### HOW TO COMPLETE THIS TASK
Every line of the entries that holds the word "with" is to be copied.

### DATA FOR ANALYSIS
━━━
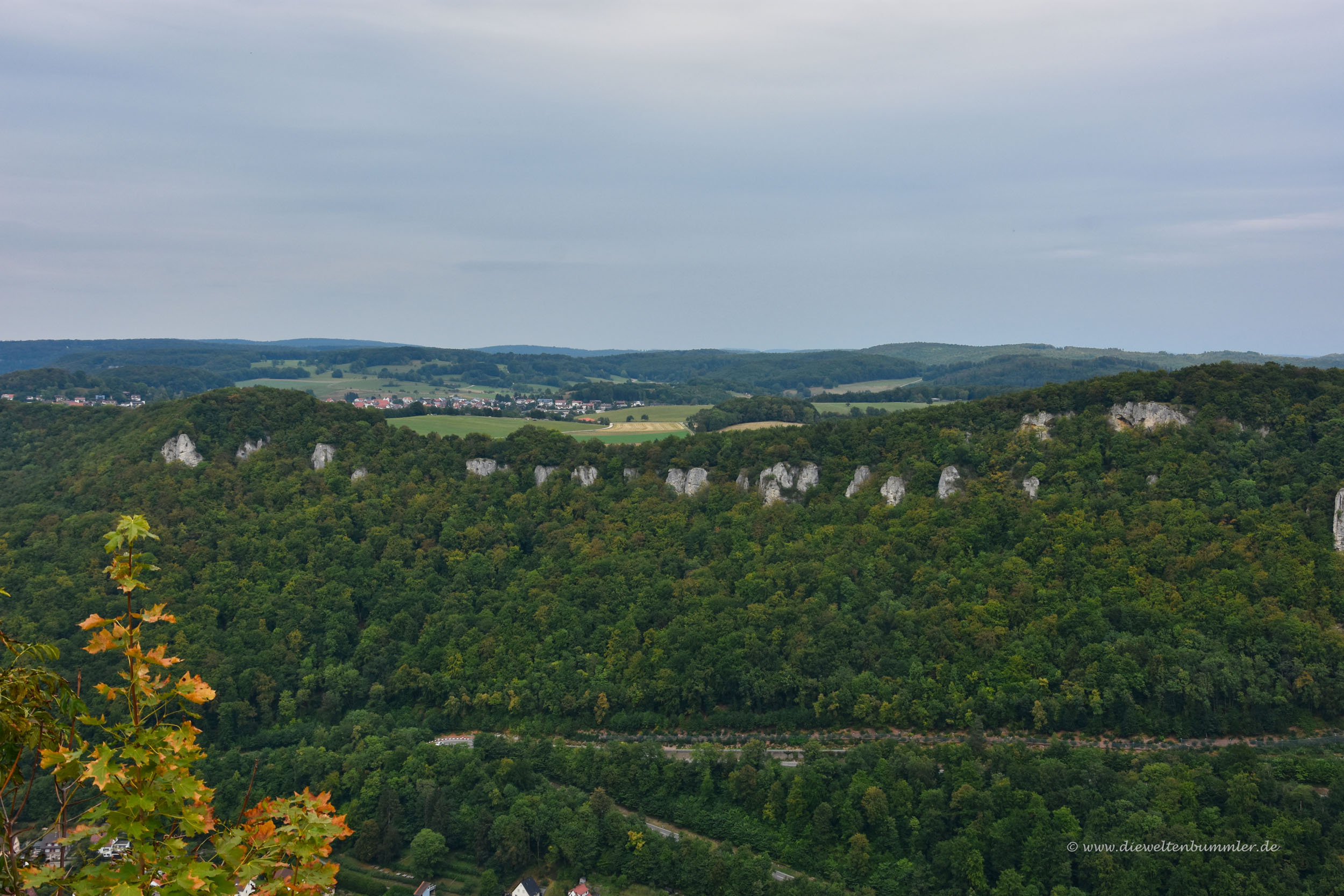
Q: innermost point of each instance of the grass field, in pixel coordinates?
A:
(867, 386)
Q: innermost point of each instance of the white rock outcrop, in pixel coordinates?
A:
(181, 448)
(894, 489)
(1144, 414)
(1339, 520)
(689, 481)
(1038, 424)
(780, 473)
(807, 477)
(861, 476)
(482, 467)
(781, 476)
(251, 448)
(323, 454)
(770, 491)
(949, 483)
(1031, 485)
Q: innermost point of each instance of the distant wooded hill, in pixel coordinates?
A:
(945, 371)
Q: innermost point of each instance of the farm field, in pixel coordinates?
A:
(657, 413)
(759, 425)
(869, 386)
(370, 386)
(885, 406)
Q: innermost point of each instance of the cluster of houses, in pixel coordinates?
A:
(459, 404)
(80, 401)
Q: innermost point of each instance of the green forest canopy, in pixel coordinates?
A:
(345, 622)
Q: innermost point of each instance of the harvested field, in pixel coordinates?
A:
(759, 425)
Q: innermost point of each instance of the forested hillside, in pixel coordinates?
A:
(1178, 580)
(1203, 602)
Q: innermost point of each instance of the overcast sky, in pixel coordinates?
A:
(648, 174)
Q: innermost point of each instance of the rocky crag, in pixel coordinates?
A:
(1144, 414)
(1031, 485)
(776, 480)
(894, 491)
(323, 454)
(861, 476)
(251, 448)
(949, 483)
(689, 481)
(181, 448)
(1339, 520)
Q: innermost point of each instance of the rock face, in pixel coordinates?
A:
(861, 476)
(781, 476)
(1031, 485)
(1146, 414)
(181, 448)
(251, 448)
(323, 454)
(482, 467)
(1339, 520)
(949, 483)
(894, 489)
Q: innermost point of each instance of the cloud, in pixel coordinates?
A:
(867, 171)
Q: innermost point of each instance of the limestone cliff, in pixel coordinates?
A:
(949, 483)
(1144, 414)
(323, 454)
(1031, 485)
(861, 476)
(482, 467)
(894, 489)
(251, 448)
(770, 492)
(1339, 520)
(181, 448)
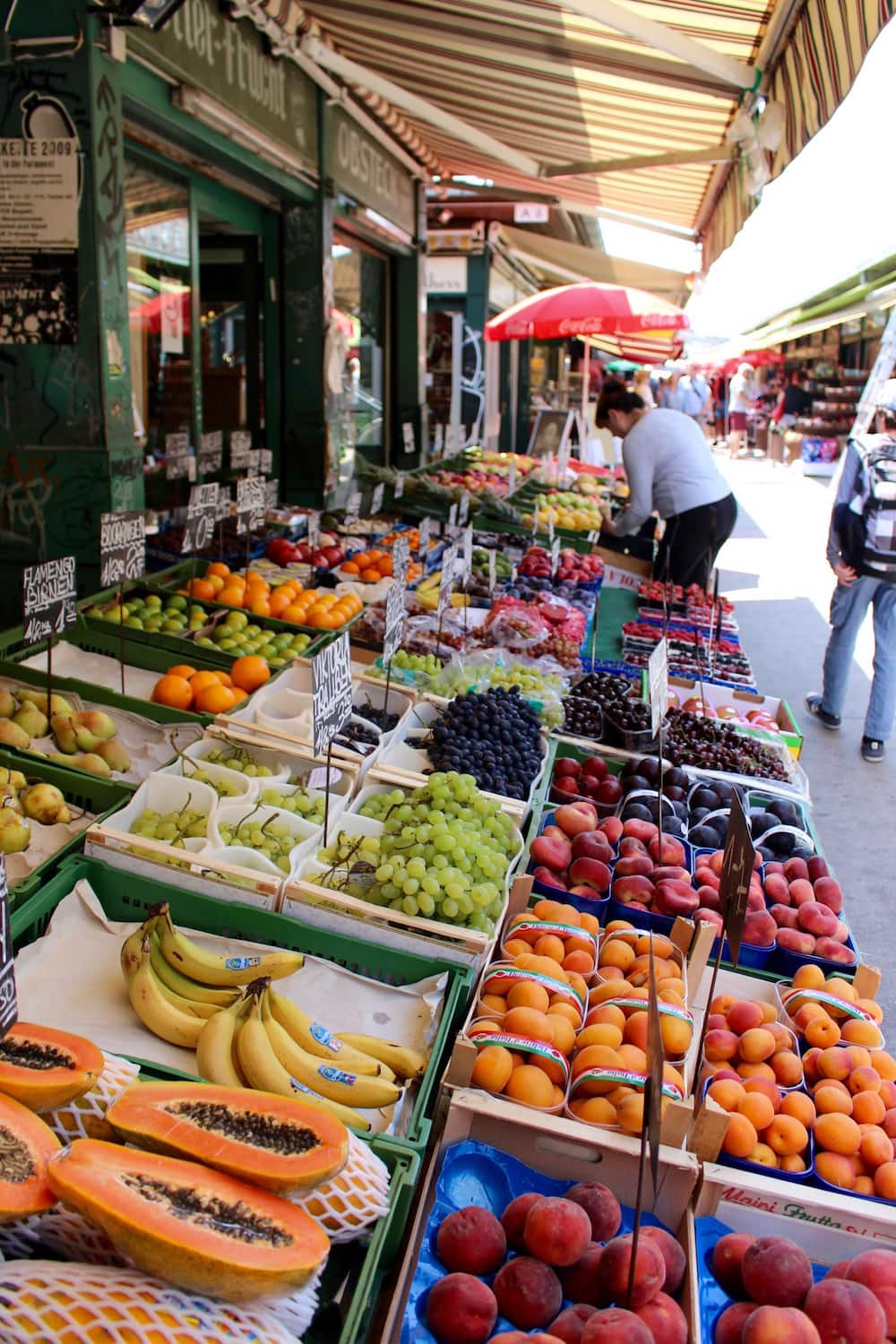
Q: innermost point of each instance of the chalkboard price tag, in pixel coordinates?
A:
(394, 621)
(48, 594)
(202, 515)
(331, 691)
(177, 457)
(241, 444)
(211, 452)
(123, 547)
(8, 1002)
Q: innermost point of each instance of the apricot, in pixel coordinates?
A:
(775, 1271)
(461, 1309)
(837, 1134)
(470, 1241)
(528, 1293)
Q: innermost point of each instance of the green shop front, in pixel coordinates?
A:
(228, 271)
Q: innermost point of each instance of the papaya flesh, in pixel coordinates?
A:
(279, 1142)
(26, 1147)
(43, 1067)
(196, 1228)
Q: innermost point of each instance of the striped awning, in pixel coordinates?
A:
(563, 89)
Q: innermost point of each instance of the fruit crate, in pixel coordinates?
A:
(132, 900)
(481, 1131)
(86, 792)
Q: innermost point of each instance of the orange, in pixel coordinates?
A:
(215, 699)
(174, 691)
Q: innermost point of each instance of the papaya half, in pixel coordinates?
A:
(43, 1067)
(196, 1228)
(279, 1142)
(26, 1147)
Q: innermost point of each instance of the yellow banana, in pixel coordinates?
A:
(156, 1012)
(263, 1070)
(401, 1059)
(210, 968)
(185, 988)
(215, 1047)
(332, 1082)
(317, 1040)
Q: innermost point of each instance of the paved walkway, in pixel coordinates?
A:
(774, 569)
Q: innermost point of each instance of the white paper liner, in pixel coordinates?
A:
(358, 1196)
(82, 1304)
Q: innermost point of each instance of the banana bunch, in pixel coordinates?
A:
(246, 1035)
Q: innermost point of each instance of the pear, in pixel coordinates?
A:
(65, 733)
(11, 736)
(31, 720)
(115, 755)
(15, 832)
(46, 804)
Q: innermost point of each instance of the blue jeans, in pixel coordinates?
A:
(848, 607)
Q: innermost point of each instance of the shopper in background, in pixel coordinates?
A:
(861, 551)
(670, 470)
(641, 386)
(740, 398)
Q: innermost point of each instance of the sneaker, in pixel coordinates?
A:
(831, 720)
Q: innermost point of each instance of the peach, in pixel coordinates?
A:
(461, 1309)
(665, 1320)
(556, 1231)
(602, 1207)
(613, 1271)
(579, 1281)
(528, 1293)
(775, 1271)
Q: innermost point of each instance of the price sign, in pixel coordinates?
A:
(48, 599)
(401, 559)
(659, 685)
(211, 452)
(331, 691)
(123, 547)
(394, 621)
(202, 515)
(250, 503)
(241, 443)
(734, 881)
(177, 457)
(8, 1003)
(446, 582)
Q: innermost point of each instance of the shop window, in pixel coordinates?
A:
(159, 304)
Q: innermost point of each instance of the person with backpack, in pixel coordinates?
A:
(861, 551)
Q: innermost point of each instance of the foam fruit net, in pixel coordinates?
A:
(83, 1304)
(352, 1201)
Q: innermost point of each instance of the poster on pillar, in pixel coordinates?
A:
(40, 179)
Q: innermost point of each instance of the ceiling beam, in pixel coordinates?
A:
(363, 78)
(659, 38)
(582, 167)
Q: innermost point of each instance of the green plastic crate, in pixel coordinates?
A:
(81, 790)
(131, 898)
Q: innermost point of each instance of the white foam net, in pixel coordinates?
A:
(354, 1199)
(82, 1304)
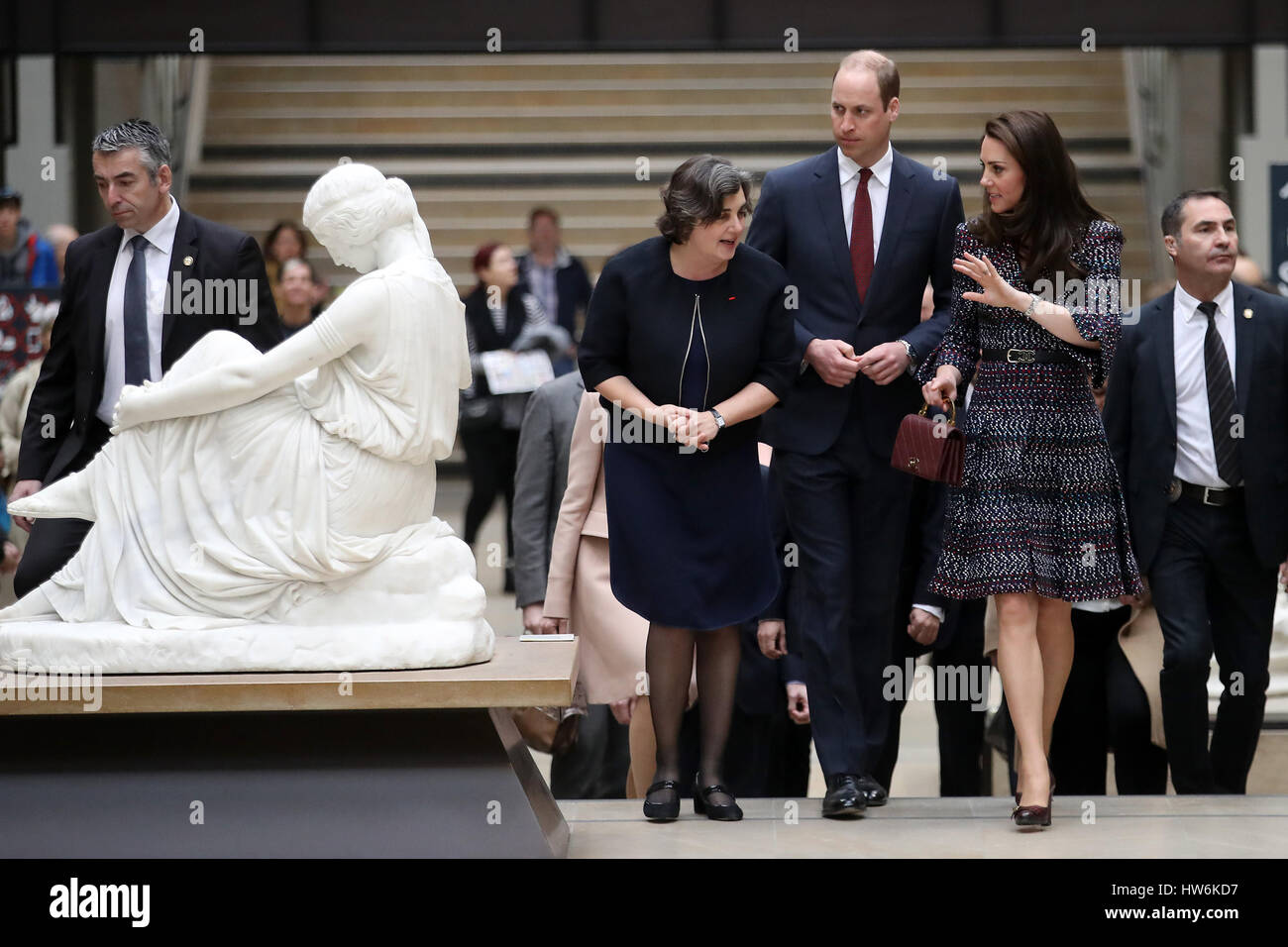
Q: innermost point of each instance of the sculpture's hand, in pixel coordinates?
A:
(132, 407)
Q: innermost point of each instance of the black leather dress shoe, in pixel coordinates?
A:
(844, 796)
(874, 791)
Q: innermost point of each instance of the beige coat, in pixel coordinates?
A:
(612, 637)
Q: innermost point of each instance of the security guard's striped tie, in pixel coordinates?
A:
(1216, 364)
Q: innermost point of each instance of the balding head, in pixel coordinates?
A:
(881, 65)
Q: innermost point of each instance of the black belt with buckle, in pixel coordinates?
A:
(1209, 496)
(1025, 356)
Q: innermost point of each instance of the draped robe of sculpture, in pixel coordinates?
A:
(291, 532)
━━━
### EXPECTED ANSWER
Q: innermost point of each instance of the person with backpack, in pixel coordinates?
Q: innermost point of each instance of the black belt with buckle, in pixel coordinates?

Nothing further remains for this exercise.